Excerpt provided>
________________

Entry into the New York Marathon was determined in several ways; lottery being one of them. Ten percent of the 2022 60,000 applications were selected by luck of the draw. This past year, 6,250 applicants, after sending in their $295 entry fee, waited patiently to see if their check was cashed and they were entered. Other participants entered by making significant charitable contributions or by purchasing tour packages from tour agencies.
Starting in 1980, I choose the lottery option, and was not selected for two years running. But then in 1982, my name was drawn. Hooray! Unfortunately, my job was working for an electrical distributorship, and I was also on the company’s board. We had a board meeting scheduled in Indiana the day after the NY marathon was to be run. What to do?
Here’s where I tell you about my very considerate employer. Explaining my dilemma to our CEO, he thought a minute then announced there was a similar electrical distributor in Manhattan, NY, he was interested in learning more about. He suggested the company fly me to New York, check out the other company, run the marathon, then fly back that night, in time for the board meeting the next day. How about that!
The race was an unbelievable experience. At this point in my running career, I was tape recording my races by velcroing a small tape recorder to my hip during races. The original purpose was recording split times at each mile marker. However, I also made comments on how I was feeling and the sights I was seeing during the race. Those comments became much more interesting than the split times.
Before the New York race, I had purchased a pair of New Balance running shoes. Their appeal was their $100 price tag compared to Nikes and Adidas which generally sold for $30. Must be at least three times better, I figured.

________________

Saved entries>
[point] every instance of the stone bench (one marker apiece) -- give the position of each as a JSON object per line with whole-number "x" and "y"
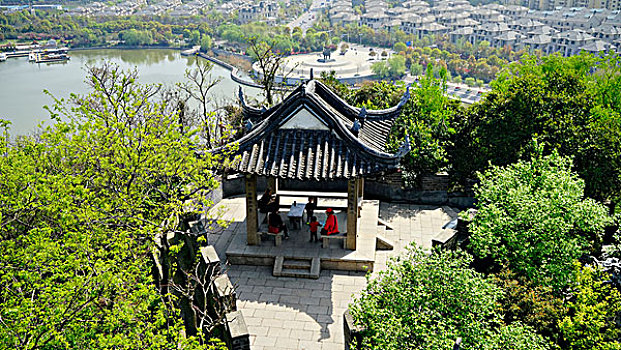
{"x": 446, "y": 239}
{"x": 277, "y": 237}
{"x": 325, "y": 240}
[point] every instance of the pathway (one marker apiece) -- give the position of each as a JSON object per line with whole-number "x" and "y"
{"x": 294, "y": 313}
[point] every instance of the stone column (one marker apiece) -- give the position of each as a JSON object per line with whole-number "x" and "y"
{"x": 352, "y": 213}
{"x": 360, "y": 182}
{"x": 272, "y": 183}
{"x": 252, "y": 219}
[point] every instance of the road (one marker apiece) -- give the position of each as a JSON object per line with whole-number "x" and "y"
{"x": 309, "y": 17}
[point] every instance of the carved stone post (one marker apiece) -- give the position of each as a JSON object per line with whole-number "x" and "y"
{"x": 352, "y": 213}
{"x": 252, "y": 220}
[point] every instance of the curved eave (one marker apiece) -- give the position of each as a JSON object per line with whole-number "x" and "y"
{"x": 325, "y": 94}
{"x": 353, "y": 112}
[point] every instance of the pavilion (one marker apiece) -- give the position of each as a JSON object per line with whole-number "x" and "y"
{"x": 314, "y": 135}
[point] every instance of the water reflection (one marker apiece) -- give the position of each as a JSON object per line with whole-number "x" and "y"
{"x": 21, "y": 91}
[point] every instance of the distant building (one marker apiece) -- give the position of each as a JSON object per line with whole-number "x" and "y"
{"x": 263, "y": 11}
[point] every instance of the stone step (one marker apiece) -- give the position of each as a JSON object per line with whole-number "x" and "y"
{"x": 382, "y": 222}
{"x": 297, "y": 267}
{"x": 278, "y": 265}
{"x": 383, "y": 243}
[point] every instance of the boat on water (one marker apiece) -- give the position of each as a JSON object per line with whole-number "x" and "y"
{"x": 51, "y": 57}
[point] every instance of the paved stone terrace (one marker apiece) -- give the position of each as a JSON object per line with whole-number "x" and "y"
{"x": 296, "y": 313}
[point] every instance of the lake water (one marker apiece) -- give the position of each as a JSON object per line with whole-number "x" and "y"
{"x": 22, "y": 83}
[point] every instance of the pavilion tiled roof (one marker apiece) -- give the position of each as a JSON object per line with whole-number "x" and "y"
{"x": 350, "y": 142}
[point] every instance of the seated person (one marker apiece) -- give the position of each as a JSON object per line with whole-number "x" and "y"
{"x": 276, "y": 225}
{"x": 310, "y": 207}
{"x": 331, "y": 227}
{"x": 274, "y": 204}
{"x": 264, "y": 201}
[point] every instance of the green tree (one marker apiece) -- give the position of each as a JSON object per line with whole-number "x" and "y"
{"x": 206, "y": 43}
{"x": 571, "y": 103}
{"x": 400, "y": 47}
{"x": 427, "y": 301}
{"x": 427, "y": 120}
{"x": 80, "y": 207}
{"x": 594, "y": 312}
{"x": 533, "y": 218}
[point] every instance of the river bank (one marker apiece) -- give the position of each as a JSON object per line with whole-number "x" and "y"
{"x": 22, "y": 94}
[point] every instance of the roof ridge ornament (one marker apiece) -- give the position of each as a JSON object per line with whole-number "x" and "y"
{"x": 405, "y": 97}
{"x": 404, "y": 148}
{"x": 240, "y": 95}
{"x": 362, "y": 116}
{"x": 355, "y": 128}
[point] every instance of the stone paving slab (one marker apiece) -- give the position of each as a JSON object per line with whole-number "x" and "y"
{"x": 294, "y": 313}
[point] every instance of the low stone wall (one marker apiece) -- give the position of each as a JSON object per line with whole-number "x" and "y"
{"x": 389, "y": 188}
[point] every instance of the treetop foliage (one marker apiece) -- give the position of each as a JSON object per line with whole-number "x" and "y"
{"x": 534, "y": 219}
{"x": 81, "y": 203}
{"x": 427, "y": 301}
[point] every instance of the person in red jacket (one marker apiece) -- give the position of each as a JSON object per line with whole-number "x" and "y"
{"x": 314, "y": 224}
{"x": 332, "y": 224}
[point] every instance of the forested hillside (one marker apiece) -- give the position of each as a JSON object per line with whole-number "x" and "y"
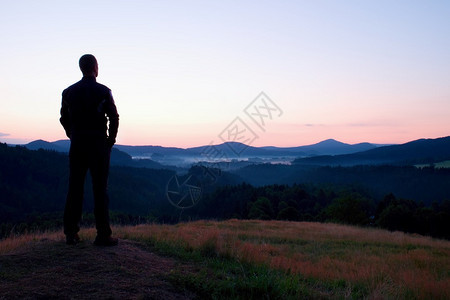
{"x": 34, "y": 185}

________________

Exercises to complete>
**A.** In the marathon account, rewrite the part starting at "The race was" and ending at "better, I figured.", replacing "split times" with "mile times".
**B.** According to the marathon account, in what year was the writer's name drawn in the lottery?

Per-task outputs>
**A.**
The race was an unbelievable experience. At this point in my running career, I was tape recording my races by velcroing a small tape recorder to my hip during races. The original purpose was recording mile times at each mile marker. However, I also made comments on how I was feeling and the sights I was seeing during the race. Those comments became much more interesting than the mile times.
Before the New York race, I had purchased a pair of New Balance running shoes. Their appeal was their $100 price tag compared to Nikes and Adidas which generally sold for $30. Must be at least three times better, I figured.

**B.** 1982